La société civile de portefeuille appréhende le portefeuille comme une universalité de droit, puisqu’il constitue l’objet de la société que les associés sont chargés de gérer. On a vu que l’interposition de la société était avantageuse sur plusieurs points par rapport au simple démembrement de propriété. Maintenant il faut savoir si elle l’est également par rapport à la convention de quasi-usufruit (b).

 

b) L’intérêt de l’apport d’un portefeuille de valeurs mobilières à une société par rapport à la convention de quasi-usufruit sur le portefeuille

Avec la constitution d’un quasi-usufruit sur le portefeuille de valeurs mobilières, le quasi-usufruitier est tout puissant et le nu-propriétaire doit se résoudre à trouver les garanties de sa créance de restitution. En ce qui concerne la situation de l’usufruitier, la société civile de portefeuille ne fait pas d’ombre au quasi-usufruit. En revanche, elle révèle à terme un attrait beaucoup plus sécurisant pour le nu-propriétaire. Certains ont soutenu qu’à force de garanties introduites dans la convention de quasi-usufruit, à la demande du nu-propriétaire, le quasi-usufruitier verrait sa liberté plus asservie que celle de l’usufruitier des parts d’une société de portefeuille.

Dans le cadre d’une société civile de portefeuille, l’usufruitier peut également faire profiter aux nus-propriétaires de toute ou partie des plus-values en les affectant en réserves, et en procédant périodiquement à leur distribution. Souplesse dont ne peut se prévaloir la convention de quasi-usufruit.

 

Par conséquent, la société civile de portefeuille réserve une souplesse dont ne peut se prévaloir la convention de quasi-usufruit. C’est pourquoi, il peut être conseillé à des particuliers avertis et soucieux de la prévision de leur transmission de choisir ce mode de gestion, plutôt que d’effectuer un simple démembrement de propriété sur le portefeuille ou de constituer une convention de quasi-usufruit. La société civile est la seule forme de gestion à envisager le portefeuille en son ensemble, en tant qu’universalité de droit, et à rendre possible un réel aménagement de la gestion de portefeuille.

 

Le droit positif ne connait qu’une seule forme d’universalité de droit, il s’agit du patrimoine. La société civile (1) est la solution principale, car éprouvée par la jurisprudence, la fiducie (2) avec son patrimoine d’affectation est une solution secondaire à envisager avec circonspection étant donné l’absence de recul du mécanisme et sa proximité avec le contrat de mandat.

• [Entrées enregistrées]
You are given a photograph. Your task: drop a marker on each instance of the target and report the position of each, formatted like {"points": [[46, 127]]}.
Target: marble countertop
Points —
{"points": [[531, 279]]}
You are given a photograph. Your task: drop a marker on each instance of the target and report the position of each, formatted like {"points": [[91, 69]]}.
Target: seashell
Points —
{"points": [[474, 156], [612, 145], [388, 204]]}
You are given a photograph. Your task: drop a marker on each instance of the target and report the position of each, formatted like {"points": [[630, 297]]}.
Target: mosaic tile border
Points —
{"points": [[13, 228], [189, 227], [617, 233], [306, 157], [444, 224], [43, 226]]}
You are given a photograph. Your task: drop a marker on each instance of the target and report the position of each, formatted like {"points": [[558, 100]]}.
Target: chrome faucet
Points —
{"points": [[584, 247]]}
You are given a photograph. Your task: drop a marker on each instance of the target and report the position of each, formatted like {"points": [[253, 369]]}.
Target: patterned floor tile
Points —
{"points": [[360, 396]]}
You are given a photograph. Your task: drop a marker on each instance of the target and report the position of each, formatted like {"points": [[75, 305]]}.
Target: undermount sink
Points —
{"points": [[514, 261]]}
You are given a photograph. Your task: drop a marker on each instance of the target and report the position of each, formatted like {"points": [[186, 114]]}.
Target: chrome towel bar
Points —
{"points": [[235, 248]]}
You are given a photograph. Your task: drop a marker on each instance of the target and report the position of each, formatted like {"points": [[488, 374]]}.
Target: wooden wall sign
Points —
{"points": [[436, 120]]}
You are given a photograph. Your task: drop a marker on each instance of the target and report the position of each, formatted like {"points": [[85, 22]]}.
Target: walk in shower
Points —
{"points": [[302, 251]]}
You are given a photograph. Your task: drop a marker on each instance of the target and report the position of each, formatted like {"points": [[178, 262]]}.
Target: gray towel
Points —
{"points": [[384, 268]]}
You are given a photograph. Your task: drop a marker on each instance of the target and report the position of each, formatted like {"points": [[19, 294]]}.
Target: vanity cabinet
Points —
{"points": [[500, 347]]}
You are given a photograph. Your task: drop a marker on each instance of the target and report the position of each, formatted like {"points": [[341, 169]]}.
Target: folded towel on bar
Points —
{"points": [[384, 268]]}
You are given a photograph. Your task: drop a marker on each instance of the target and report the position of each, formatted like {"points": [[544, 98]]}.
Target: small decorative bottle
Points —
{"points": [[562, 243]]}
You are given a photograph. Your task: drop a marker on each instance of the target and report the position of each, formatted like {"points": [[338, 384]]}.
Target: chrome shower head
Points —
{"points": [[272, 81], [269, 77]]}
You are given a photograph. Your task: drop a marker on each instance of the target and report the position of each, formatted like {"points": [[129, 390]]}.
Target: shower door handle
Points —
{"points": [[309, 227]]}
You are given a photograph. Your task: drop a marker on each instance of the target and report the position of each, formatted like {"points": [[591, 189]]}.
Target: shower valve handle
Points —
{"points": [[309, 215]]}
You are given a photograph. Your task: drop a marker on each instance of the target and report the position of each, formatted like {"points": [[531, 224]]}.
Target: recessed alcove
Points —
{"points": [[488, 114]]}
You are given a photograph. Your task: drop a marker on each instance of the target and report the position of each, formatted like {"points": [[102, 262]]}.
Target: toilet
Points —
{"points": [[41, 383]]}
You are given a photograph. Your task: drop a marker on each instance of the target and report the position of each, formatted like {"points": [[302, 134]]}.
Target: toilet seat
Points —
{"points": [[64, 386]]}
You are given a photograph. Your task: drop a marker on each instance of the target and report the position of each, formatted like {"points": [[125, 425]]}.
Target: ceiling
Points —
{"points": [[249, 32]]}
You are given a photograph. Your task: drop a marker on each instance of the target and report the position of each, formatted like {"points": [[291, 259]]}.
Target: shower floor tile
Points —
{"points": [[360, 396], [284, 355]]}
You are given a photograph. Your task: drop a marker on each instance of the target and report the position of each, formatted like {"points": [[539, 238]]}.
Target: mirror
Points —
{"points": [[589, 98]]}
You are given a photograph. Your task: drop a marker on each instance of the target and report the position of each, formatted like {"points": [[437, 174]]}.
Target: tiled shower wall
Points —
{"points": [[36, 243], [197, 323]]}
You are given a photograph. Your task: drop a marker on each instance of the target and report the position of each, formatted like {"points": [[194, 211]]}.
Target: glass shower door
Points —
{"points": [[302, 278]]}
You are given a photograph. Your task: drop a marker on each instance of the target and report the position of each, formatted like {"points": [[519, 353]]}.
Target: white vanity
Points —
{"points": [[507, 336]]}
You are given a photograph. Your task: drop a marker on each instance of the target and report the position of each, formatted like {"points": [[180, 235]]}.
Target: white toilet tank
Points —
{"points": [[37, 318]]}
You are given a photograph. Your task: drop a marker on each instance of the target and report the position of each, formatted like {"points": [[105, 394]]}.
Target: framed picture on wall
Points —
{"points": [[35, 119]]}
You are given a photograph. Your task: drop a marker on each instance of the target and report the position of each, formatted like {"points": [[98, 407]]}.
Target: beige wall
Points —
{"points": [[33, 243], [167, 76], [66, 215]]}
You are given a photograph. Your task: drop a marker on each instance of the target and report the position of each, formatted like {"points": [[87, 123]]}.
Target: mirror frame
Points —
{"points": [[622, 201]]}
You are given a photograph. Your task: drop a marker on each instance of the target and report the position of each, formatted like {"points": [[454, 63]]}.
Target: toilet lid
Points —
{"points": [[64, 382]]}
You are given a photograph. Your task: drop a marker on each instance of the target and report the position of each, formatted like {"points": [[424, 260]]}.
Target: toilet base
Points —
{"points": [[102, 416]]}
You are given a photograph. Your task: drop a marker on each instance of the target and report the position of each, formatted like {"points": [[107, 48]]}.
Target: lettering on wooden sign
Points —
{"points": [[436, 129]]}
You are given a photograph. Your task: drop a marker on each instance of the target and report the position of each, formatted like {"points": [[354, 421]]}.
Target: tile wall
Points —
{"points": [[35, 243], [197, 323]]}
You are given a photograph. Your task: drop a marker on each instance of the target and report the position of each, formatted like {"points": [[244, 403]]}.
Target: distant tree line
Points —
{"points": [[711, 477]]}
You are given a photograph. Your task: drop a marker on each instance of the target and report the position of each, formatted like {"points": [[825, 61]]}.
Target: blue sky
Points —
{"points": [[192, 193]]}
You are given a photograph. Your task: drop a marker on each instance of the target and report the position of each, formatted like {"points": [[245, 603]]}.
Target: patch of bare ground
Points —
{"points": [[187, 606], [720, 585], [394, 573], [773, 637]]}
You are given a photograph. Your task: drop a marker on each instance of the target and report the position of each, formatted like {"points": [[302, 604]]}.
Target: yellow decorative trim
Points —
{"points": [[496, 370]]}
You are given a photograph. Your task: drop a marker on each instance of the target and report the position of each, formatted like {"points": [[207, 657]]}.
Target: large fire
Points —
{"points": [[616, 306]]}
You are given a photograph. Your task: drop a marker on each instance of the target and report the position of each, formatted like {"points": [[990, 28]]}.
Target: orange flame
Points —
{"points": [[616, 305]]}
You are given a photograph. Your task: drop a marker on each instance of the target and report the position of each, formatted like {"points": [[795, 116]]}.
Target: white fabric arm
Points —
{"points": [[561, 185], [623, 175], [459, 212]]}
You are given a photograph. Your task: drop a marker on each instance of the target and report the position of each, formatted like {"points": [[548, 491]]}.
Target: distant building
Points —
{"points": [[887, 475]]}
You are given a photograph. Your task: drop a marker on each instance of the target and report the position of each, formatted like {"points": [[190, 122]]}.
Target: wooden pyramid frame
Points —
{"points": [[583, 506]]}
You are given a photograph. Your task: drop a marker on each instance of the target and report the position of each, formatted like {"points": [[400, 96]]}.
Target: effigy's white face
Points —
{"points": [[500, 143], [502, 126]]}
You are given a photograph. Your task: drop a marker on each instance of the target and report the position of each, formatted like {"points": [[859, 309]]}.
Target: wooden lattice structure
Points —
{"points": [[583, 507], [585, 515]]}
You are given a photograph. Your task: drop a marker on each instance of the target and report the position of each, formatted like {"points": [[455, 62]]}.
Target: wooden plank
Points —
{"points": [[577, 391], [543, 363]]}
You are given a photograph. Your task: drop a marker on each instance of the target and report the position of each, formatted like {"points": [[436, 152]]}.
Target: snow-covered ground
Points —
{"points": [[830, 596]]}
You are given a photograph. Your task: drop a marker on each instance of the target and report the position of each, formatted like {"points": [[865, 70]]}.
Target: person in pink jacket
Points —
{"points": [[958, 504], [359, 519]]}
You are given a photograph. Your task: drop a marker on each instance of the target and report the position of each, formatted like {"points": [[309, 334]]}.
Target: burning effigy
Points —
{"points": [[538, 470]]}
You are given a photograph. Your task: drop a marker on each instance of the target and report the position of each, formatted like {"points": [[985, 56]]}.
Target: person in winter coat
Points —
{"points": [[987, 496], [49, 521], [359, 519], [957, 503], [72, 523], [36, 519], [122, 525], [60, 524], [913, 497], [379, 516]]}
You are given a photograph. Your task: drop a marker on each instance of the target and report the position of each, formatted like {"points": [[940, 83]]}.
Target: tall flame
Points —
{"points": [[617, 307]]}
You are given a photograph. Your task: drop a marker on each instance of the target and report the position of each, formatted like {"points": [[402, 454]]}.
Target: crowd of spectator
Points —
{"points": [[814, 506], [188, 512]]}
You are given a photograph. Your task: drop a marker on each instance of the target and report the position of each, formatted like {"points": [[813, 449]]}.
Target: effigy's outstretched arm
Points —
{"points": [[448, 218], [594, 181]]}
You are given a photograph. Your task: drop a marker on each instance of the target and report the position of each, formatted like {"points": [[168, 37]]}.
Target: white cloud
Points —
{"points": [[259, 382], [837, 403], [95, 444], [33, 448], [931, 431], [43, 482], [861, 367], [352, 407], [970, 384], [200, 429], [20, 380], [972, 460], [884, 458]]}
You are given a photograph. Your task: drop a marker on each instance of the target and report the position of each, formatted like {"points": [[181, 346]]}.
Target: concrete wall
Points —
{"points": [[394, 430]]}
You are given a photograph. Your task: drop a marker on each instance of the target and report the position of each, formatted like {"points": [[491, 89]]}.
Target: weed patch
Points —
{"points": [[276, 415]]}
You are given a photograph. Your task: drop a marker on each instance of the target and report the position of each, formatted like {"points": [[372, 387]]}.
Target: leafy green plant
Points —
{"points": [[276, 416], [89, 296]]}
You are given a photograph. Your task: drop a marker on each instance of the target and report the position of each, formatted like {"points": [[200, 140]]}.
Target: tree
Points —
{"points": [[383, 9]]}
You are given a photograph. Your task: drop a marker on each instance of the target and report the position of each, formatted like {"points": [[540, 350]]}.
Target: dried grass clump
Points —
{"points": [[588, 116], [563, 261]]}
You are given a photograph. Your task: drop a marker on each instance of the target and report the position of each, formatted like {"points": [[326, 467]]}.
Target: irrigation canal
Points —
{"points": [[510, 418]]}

• [Objectif visé]
Recopiez fidèlement le passage de la sélection en partant des mots « Le droit positif » et en vous arrêtant après « contrat de mandat. ».

• [Exercice corrigé]
Le droit positif ne connait qu’une seule forme d’universalité de droit, il s’agit du patrimoine. La société civile (1) est la solution principale, car éprouvée par la jurisprudence, la fiducie (2) avec son patrimoine d’affectation est une solution secondaire à envisager avec circonspection étant donné l’absence de recul du mécanisme et sa proximité avec le contrat de mandat.